• Exercise details
Reproduce the passage on Far North coastal property prices word for word, starting with "Only 10 of the" and going on through "the 2007 peak.".

• Document excerpt
┄┄┄┄┄┄┄┄┄┄┄┄┄┄┄┄┄┄┄┄
Just one example: Doubtless Bay Villas at Coopers Beach in the Far North.
Off the plans in 2006, you could have bought one of the 25 elegant modern villas - each spread over 172sq m, with three bedrooms, stylish bathrooms, finest European appliances, granite benchtops and all the trimmings - for $750,000 to $820,000 (and annual rates bills of $4000-plus, along with body corporate fees of $5000 a year).
Only 10 of the properties had sold by the time the first villas were completed in 2007, and a year ago more than half remained unsold. Two were sold by mortgagee tender in the spring of 2010 - one for $381,000, the other for $330,000. Both were fully furnished and neither sales cheque would have covered replacement cost, let alone land value.
Now, a year or so on, three more are being offered in a receivership sale, with a starting price of $319,000.
Economist Dr Rodney Dickens, whose Strategic Risk Analysis company closely watches coastal trends, says the region is "drowned in over-supply".
His review of Real Estate Institute median data suggests section prices in the greater Mangonui area - from Taupo Bay to Karikari Peninsula - have fallen 42 per cent from the 2007 peak.
"The demand-supply balance in this market remains extremely challenging for would-be vendors ... and prices will continue to grind lower for some years," he says
He believes the slide has a way to go yet: "The cold hard fact is that prices are still too high relative to what the bulk of would-be holiday home owners can afford."
┄┄┄┄┄┄┄┄┄┄┄┄┄┄┄┄┄┄┄┄
• Data supplied
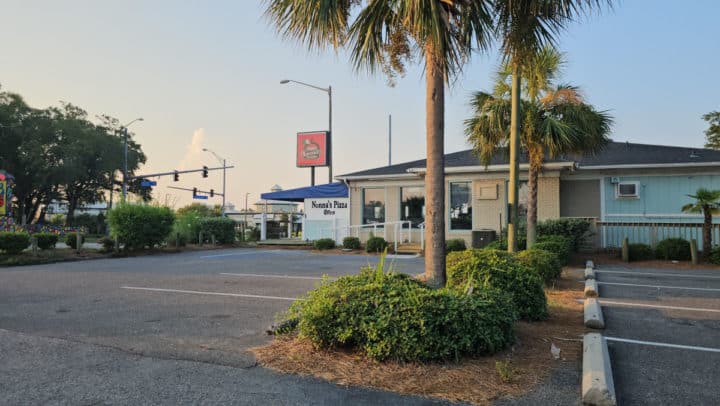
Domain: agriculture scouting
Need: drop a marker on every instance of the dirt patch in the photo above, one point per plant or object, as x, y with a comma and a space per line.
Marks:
476, 380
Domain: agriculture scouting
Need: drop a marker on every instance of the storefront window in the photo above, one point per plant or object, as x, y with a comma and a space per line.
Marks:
373, 206
460, 206
412, 205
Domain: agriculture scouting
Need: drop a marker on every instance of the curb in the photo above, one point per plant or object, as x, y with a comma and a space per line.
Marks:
598, 388
593, 314
591, 289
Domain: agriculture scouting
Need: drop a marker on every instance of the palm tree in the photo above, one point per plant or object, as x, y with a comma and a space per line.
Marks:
524, 28
555, 121
706, 202
386, 34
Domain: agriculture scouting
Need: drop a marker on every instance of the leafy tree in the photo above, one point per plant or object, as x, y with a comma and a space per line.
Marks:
555, 121
712, 134
524, 27
706, 202
386, 34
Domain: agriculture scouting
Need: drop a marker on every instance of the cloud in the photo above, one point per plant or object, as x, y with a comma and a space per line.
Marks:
193, 152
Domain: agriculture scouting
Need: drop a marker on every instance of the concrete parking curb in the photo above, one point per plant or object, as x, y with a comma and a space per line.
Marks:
593, 314
598, 388
591, 289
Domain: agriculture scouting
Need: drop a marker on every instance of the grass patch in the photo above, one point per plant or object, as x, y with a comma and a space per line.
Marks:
475, 379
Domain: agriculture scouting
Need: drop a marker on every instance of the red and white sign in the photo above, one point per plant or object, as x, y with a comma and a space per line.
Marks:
312, 149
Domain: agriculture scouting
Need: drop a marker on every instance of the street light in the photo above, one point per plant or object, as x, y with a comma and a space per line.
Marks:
224, 171
125, 156
327, 90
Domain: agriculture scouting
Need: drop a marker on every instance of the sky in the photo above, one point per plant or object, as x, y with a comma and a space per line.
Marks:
206, 74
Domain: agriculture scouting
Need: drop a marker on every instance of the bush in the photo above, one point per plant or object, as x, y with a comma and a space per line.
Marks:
545, 263
393, 316
375, 244
140, 226
324, 244
492, 269
574, 229
673, 248
46, 241
558, 244
14, 243
222, 228
640, 252
351, 243
71, 240
456, 244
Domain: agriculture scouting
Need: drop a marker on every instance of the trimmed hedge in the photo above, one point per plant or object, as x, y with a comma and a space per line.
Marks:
393, 316
71, 240
141, 226
324, 244
351, 243
46, 241
222, 228
375, 244
13, 243
455, 244
640, 252
673, 248
482, 269
545, 263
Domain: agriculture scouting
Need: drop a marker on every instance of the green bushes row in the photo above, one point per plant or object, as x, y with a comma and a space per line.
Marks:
141, 226
392, 316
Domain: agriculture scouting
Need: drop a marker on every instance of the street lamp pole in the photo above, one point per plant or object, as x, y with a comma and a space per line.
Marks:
125, 135
327, 90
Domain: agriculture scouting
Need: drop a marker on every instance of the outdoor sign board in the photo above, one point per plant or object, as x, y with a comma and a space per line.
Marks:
312, 149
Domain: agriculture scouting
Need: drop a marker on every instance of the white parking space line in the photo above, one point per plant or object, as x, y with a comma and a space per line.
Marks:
659, 286
659, 274
255, 275
656, 344
694, 309
198, 292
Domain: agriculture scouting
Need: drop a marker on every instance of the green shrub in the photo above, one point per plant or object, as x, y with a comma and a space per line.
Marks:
560, 245
140, 226
455, 244
324, 244
13, 243
375, 244
673, 248
222, 228
351, 243
545, 263
640, 252
71, 240
393, 316
492, 269
46, 241
574, 229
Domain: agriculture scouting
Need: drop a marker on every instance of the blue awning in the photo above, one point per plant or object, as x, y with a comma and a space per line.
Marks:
310, 192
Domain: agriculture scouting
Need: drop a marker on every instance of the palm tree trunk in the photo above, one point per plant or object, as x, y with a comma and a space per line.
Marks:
707, 233
514, 163
533, 173
435, 175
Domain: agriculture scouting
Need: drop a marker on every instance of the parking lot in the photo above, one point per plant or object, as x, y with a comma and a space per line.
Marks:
663, 334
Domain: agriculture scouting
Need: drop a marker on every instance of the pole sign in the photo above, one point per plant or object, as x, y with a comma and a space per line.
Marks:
312, 149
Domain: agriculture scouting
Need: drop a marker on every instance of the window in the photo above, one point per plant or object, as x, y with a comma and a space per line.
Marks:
373, 206
626, 189
412, 205
460, 206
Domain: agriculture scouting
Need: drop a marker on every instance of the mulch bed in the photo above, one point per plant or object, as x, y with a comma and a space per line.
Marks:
474, 380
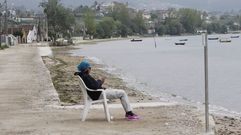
┄┄┄┄┄┄┄┄┄┄┄┄┄┄┄┄┄┄┄┄
• Full solution
Only 10 of the properties had sold by the time the first villas were completed in 2007, and a year ago more than half remained unsold. Two were sold by mortgagee tender in the spring of 2010 - one for $381,000, the other for $330,000. Both were fully furnished and neither sales cheque would have covered replacement cost, let alone land value.
Now, a year or so on, three more are being offered in a receivership sale, with a starting price of $319,000.
Economist Dr Rodney Dickens, whose Strategic Risk Analysis company closely watches coastal trends, says the region is "drowned in over-supply".
His review of Real Estate Institute median data suggests section prices in the greater Mangonui area - from Taupo Bay to Karikari Peninsula - have fallen 42 per cent from the 2007 peak.